▶ _Task directions_: Replace "woman" with "person" in the part that opens with the line containing "trees in the photo above." and closes at the end of the records, and give that part again with nothing else altered and the pictures left out.

[START]

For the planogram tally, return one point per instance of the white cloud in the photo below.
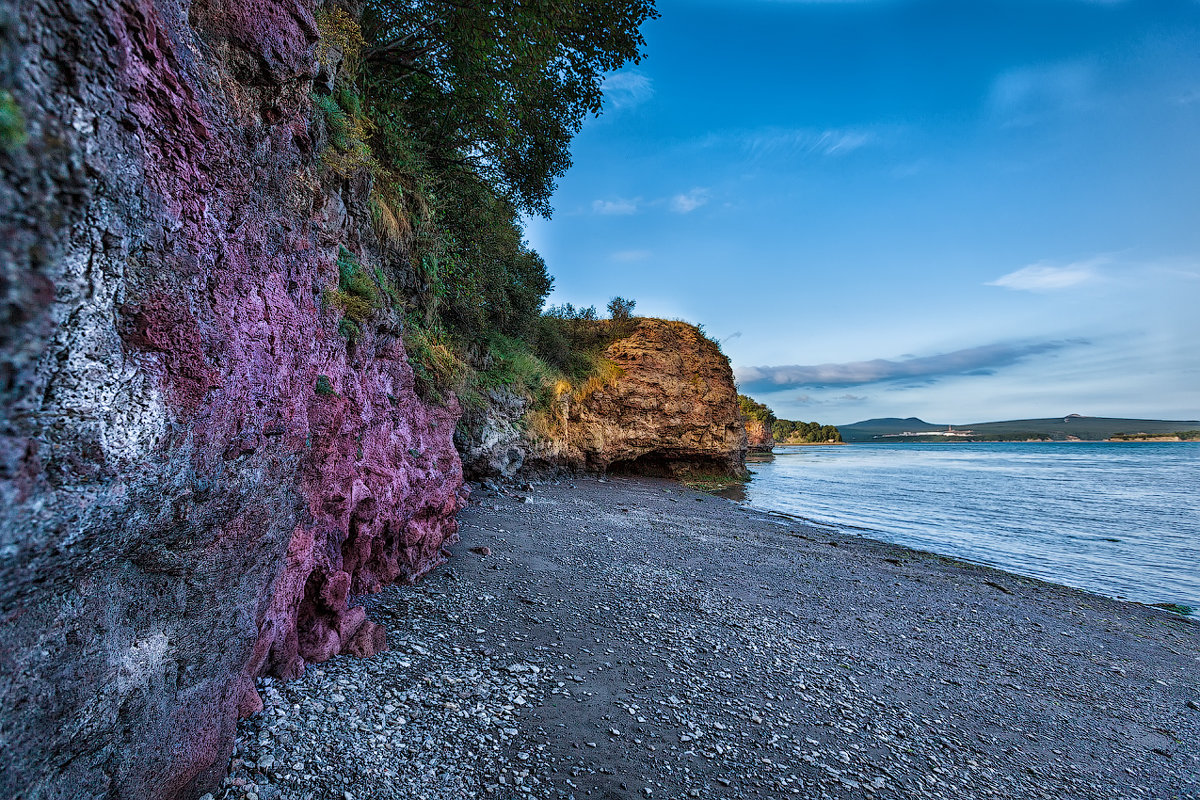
(617, 206)
(1045, 277)
(628, 89)
(689, 202)
(832, 142)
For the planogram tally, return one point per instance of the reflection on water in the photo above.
(1122, 519)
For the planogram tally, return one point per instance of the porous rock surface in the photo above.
(180, 510)
(493, 440)
(672, 410)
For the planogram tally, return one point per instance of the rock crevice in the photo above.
(183, 510)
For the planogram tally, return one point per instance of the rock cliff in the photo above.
(760, 437)
(197, 471)
(670, 407)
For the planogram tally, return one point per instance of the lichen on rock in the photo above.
(184, 509)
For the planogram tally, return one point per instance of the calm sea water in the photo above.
(1121, 519)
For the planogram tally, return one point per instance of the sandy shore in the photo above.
(630, 638)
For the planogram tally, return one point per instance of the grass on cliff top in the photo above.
(12, 122)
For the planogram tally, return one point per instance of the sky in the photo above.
(955, 210)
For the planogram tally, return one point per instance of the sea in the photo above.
(1116, 518)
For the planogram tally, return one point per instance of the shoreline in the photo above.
(966, 563)
(631, 638)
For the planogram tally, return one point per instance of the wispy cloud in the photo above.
(1049, 277)
(983, 360)
(1024, 95)
(616, 206)
(780, 143)
(690, 200)
(840, 400)
(628, 89)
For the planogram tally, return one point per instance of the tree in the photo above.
(498, 88)
(621, 308)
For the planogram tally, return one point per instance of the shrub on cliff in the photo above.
(754, 410)
(462, 115)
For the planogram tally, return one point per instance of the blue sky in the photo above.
(959, 210)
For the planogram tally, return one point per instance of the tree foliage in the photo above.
(498, 88)
(621, 308)
(754, 410)
(790, 431)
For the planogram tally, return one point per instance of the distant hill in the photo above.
(1073, 426)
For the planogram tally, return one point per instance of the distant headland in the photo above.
(1072, 427)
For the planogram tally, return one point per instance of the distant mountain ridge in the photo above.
(1069, 427)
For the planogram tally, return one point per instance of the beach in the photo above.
(633, 638)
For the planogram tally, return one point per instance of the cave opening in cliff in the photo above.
(657, 464)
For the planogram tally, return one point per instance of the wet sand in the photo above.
(631, 638)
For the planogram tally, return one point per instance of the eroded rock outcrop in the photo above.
(671, 408)
(759, 435)
(196, 470)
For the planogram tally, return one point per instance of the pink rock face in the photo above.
(180, 510)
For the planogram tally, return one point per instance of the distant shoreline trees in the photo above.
(787, 431)
(796, 432)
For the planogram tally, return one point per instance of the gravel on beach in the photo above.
(633, 638)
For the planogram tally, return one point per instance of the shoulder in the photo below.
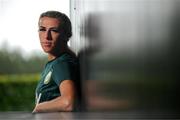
(66, 59)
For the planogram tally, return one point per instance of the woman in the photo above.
(56, 88)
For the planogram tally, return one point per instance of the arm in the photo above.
(65, 102)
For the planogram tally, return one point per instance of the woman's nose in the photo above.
(48, 35)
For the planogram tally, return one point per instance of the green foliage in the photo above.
(18, 92)
(15, 62)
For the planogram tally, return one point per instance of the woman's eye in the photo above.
(54, 30)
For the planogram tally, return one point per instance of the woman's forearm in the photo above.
(57, 104)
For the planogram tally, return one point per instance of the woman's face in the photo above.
(49, 34)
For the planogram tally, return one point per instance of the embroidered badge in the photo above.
(48, 77)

[END]

▶ _Result for this exercise_:
For the planogram tally, return one point per instance of the distant shoreline trees in the photo above.
(787, 431)
(796, 432)
For the planogram tally, return one point per instance of the gravel on beach in the photo above.
(633, 638)
For the planogram tally, return one point per instance of the shoulder in the photo below.
(66, 59)
For the planogram tally, return one point per instance of the person in the photo above.
(56, 88)
For the planogram tally, return one point per instance of the arm in the photo above.
(65, 102)
For the planogram tally, return one point per instance of the person's nose in the photo above.
(48, 35)
For the planogram tally, return one point per instance of the green foliage in the photo above.
(18, 92)
(15, 62)
For the planogram tally, return one point per instance of the person's eye in the photo above.
(54, 30)
For the planogram tally, return one point per instance of the person's forearm in the photo above.
(57, 104)
For the planogram tally, return one point per instance of the person's face in the photo above.
(49, 34)
For the planogram tally, return one point per instance of the embroidered badge in the photo above.
(48, 77)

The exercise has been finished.